▸ **Objetivo de la tarea**
Reescriba en forma de lista el párrafo del documento fuente que comienza con «Los libros no se leen, a veces» y conserve sus datos principales.

▸ **Documento fuente**
--------
CONTRA LA ESCUELA (UN RECORTE AMPLIADO). Pablo Romero Gabella

 

shakespeareandcompanyParísLGV2010Shakespeare & Company

(Foto: LGV París 2010)

 

         Los libros no se leen, a veces, ellos te leen a ti; te leen el pensamiento y se atreven a decir lo que tú no te atreverías a expresar. Los libros son peligrosos, tal como dejó constancia de ello Ray Bradbury en Farenheit 451. Tanto es así que en estos días releyendo un edición de Nikoláy Gogol  Almas muertas (1843), encuentro como apéndice una carta del autor  que comentaba lo siguiente:

«¡Pues es una tontería pretender, como hacen nuestros grandes espíritus, que el hombre se corrige solo en la escuela y no puede luego cambiar el menor de sus rasgos! Una afirmación tan absurda solo ha podido nacer en el estúpido pensamiento de un hombre mundano.»(pág. 503).
--------
▸ **Datos en bruto**
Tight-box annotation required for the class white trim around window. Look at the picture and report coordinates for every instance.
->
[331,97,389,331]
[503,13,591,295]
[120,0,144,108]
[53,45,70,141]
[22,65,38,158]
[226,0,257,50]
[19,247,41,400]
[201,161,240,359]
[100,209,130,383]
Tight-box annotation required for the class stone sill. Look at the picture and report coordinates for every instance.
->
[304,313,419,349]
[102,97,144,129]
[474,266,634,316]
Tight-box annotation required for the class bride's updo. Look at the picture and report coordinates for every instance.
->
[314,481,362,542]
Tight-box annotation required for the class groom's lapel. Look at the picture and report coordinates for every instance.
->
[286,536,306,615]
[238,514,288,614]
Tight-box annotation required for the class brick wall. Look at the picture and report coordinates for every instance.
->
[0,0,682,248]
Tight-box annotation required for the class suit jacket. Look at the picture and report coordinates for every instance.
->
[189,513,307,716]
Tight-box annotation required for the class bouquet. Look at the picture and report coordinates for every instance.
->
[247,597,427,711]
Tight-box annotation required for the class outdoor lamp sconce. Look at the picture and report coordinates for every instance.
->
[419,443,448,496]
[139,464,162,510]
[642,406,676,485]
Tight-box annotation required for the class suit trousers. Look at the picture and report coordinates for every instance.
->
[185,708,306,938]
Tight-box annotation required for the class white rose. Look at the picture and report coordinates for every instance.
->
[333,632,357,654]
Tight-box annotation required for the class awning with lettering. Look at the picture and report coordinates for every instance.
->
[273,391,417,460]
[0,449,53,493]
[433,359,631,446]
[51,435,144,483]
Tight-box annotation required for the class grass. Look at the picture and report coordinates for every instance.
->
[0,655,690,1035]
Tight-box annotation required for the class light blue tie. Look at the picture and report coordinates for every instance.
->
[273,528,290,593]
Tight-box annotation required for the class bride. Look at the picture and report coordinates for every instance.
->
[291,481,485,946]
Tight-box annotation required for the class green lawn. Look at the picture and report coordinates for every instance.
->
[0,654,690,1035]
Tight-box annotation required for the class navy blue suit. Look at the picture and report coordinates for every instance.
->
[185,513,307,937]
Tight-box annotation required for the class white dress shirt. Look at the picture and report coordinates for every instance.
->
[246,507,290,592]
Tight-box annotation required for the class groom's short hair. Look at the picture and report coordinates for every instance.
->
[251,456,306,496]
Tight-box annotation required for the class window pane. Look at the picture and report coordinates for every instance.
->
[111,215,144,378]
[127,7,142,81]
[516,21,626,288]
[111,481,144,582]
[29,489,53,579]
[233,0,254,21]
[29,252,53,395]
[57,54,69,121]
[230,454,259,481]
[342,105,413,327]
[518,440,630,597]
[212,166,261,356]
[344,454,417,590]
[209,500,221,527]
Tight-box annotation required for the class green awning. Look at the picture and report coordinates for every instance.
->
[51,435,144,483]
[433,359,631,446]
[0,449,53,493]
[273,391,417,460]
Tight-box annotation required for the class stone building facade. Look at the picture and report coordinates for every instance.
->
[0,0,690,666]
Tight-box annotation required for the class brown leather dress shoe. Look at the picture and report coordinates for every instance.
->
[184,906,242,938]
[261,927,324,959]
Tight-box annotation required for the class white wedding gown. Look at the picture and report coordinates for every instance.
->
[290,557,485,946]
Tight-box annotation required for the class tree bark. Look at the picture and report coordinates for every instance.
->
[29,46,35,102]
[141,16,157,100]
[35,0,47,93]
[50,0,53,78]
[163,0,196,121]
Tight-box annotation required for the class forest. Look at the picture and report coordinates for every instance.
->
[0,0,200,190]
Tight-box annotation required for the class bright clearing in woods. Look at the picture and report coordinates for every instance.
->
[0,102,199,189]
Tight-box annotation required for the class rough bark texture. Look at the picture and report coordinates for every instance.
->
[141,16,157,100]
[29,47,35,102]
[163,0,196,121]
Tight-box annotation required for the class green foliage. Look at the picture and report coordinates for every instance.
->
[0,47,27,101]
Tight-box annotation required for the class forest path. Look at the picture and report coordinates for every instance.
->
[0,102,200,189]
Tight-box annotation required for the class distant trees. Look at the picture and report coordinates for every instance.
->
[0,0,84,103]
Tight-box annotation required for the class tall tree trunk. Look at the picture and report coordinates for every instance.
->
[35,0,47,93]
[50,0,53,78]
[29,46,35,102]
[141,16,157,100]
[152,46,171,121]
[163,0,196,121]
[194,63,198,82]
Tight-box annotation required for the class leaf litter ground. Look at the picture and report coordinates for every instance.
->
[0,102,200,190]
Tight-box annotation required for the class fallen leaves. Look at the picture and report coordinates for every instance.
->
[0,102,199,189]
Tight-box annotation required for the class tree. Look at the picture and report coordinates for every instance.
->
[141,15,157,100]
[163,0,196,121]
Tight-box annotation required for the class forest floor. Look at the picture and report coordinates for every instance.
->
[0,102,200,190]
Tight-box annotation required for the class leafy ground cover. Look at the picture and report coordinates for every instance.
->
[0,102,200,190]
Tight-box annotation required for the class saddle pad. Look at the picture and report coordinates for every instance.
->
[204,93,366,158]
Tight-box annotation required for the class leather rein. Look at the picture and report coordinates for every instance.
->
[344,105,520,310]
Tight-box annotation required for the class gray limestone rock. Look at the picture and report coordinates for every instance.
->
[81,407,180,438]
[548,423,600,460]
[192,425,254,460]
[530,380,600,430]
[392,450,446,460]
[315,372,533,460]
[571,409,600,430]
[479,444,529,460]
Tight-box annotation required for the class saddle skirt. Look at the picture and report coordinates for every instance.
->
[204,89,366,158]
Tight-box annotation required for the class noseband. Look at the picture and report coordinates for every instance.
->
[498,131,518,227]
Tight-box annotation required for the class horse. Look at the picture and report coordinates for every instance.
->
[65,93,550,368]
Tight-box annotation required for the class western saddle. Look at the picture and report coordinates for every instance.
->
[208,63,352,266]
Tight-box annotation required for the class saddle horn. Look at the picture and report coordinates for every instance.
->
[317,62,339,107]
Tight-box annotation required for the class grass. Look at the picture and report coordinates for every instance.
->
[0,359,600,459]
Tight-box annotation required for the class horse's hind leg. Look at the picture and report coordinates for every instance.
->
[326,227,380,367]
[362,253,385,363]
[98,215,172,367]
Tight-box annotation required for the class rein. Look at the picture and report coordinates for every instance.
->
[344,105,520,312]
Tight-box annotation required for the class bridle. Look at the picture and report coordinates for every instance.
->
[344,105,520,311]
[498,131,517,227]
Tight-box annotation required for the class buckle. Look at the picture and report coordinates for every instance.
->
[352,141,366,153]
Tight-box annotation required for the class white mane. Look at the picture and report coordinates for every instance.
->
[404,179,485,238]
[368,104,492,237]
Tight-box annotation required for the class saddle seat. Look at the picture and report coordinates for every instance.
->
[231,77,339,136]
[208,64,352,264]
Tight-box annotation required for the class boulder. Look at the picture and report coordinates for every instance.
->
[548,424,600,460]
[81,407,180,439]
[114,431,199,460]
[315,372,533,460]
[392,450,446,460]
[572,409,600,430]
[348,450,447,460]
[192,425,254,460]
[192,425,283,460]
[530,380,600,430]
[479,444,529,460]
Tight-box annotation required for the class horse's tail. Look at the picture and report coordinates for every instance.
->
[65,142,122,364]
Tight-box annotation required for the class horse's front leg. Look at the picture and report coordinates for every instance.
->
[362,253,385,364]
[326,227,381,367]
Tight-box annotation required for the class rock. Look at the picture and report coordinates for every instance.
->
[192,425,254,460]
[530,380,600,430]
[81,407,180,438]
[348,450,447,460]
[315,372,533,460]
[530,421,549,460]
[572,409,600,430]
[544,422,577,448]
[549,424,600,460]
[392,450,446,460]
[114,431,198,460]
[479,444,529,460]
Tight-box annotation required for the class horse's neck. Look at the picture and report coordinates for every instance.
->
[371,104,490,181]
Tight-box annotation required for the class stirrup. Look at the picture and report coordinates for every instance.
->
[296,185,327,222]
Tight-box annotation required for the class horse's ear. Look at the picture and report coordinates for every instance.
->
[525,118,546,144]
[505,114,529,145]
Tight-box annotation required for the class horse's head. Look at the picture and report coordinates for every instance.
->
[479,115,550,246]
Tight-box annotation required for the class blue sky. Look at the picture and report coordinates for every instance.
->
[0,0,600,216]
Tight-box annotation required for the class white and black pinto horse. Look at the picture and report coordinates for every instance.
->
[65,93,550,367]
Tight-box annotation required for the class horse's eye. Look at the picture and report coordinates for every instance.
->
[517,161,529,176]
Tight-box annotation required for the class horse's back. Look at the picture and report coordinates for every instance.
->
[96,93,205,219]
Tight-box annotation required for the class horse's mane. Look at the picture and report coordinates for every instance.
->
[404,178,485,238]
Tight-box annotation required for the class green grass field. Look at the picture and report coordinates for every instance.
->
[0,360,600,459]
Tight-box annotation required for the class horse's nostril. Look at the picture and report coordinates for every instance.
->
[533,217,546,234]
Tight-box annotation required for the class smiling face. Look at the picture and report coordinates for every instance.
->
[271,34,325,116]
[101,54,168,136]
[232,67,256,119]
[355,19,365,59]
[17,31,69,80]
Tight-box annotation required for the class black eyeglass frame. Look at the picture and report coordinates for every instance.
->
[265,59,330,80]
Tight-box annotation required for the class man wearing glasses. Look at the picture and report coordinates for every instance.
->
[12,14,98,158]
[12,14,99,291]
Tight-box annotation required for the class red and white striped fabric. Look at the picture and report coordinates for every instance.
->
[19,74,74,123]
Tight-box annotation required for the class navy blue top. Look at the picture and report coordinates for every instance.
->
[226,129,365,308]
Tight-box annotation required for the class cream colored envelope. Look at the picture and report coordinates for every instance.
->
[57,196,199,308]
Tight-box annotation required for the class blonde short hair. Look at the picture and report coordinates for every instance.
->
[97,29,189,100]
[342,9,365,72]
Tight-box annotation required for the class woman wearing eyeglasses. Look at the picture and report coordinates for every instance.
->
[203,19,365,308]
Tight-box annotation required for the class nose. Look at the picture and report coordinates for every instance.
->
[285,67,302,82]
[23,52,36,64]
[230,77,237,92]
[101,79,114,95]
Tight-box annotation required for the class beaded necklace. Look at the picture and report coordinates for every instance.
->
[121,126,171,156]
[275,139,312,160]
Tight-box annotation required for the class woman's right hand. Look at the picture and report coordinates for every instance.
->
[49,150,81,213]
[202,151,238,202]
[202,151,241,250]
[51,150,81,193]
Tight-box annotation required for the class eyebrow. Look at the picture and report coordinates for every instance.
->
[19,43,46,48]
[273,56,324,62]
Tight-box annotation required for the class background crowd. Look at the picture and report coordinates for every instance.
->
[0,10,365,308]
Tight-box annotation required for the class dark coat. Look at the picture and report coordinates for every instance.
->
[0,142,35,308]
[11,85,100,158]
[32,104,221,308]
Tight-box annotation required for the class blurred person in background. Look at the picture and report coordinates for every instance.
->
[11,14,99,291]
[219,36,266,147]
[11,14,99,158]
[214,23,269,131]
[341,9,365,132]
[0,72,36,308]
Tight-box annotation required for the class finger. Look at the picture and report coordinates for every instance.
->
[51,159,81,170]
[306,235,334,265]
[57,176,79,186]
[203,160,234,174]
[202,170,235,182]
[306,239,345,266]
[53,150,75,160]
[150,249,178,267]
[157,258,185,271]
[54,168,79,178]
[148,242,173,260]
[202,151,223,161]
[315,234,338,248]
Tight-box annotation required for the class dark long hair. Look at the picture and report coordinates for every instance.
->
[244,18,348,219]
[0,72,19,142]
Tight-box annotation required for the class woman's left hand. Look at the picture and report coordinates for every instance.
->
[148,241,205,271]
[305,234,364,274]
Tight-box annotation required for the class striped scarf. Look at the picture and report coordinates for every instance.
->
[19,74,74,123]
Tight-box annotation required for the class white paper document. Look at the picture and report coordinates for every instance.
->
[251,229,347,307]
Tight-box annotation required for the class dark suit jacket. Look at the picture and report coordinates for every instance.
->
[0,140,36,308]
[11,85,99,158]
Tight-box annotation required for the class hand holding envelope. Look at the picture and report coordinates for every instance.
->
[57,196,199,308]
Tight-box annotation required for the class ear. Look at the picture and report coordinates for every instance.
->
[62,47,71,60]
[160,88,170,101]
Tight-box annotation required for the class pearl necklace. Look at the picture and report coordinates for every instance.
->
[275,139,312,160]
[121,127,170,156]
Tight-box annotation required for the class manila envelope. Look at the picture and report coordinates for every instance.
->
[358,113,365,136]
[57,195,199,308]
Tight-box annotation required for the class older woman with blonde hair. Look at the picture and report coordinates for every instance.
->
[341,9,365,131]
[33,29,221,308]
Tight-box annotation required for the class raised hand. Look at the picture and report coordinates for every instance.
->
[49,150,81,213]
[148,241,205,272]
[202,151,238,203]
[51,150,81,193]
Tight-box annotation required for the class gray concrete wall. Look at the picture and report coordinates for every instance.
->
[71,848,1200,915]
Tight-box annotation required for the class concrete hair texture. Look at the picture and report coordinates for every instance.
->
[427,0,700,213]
--------
▸ **Resultado del ejercicio**
- A veces no leemos los libros, sino que ellos nos leen. Nos leen el pensamiento y se atreven a decir lo que uno no se atrevería a expresar.
- Los libros son peligrosos, como dejó constancia Ray Bradbury en Farenheit 451.
- Al releer una edición de Almas muertas (1843), de Nikoláy Gogol, quien escribe encuentra como apéndice una carta del autor con un comentario.